A run of rows:
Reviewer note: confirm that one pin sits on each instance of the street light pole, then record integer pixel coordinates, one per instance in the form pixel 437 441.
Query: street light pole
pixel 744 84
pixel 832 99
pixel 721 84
---
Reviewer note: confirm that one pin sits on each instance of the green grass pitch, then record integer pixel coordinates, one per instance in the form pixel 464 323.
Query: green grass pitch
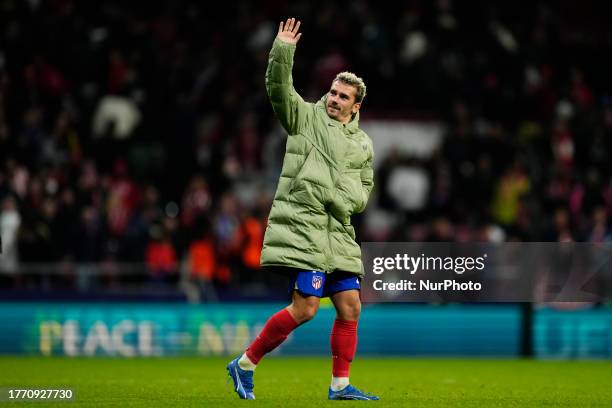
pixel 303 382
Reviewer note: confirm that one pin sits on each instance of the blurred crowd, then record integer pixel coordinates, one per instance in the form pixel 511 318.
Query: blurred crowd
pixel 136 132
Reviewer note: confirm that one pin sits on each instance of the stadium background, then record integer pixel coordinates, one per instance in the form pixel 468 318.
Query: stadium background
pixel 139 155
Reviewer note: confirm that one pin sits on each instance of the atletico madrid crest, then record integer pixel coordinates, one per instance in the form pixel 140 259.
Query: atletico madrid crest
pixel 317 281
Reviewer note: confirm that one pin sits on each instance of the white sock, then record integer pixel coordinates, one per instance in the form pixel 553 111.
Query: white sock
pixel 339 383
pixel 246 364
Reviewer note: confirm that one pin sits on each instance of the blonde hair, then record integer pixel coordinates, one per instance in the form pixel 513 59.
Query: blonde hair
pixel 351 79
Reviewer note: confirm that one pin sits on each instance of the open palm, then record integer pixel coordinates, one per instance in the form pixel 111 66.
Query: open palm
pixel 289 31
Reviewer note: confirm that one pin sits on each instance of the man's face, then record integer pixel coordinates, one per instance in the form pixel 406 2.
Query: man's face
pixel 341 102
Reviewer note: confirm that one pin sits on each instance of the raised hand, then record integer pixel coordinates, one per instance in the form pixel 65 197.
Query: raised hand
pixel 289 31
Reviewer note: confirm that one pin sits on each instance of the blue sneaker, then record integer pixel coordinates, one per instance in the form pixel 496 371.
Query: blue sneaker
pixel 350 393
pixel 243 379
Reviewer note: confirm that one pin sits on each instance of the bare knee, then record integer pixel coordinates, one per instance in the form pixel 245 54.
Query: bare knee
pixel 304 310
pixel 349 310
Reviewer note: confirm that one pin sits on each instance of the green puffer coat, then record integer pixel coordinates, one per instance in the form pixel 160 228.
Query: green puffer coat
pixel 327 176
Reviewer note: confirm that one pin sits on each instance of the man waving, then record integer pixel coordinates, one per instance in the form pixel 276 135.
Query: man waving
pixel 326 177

WRITTEN REQUEST: Can you render the stretch from the line containing "pixel 160 228." through the line containing "pixel 326 177" as a Markdown table with the columns No and Line, numbering each line and leaving out blank ones?

SOLUTION TO THE EXERCISE:
| No | Line |
|---|---|
| 1 | Reviewer note: confirm that one pin sits on each instance of the green puffer coat, then record integer pixel coordinates, one per instance in the form pixel 160 228. |
| 2 | Query: green puffer coat |
| 3 | pixel 327 176 |
| 4 | Reviewer note: confirm that one pin sits on each instance of the man waving, then record integer pixel coordinates, one per instance in the form pixel 276 135. |
| 5 | Query: man waving |
| 6 | pixel 326 177 |